- **Objective**
Output these lines as a JSON list of strings, with one string per line and no blank lines.

- **Data provided**
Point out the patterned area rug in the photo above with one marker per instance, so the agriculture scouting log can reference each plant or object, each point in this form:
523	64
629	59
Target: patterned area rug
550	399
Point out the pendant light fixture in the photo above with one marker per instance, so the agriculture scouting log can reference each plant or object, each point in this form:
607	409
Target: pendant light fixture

- **Correct output**
[
  "Point out the patterned area rug in the photo above with one marker per instance, so the agriculture scouting log can reference each plant or object, each point in this form:",
  "523\t64",
  "629\t59",
  "Target: patterned area rug",
  "550\t399",
  "Point out the pendant light fixture in the photo above with one marker per instance, so the agriculture scouting log can reference each plant or object, each point in this form:",
  "607\t409",
  "Target: pendant light fixture"
]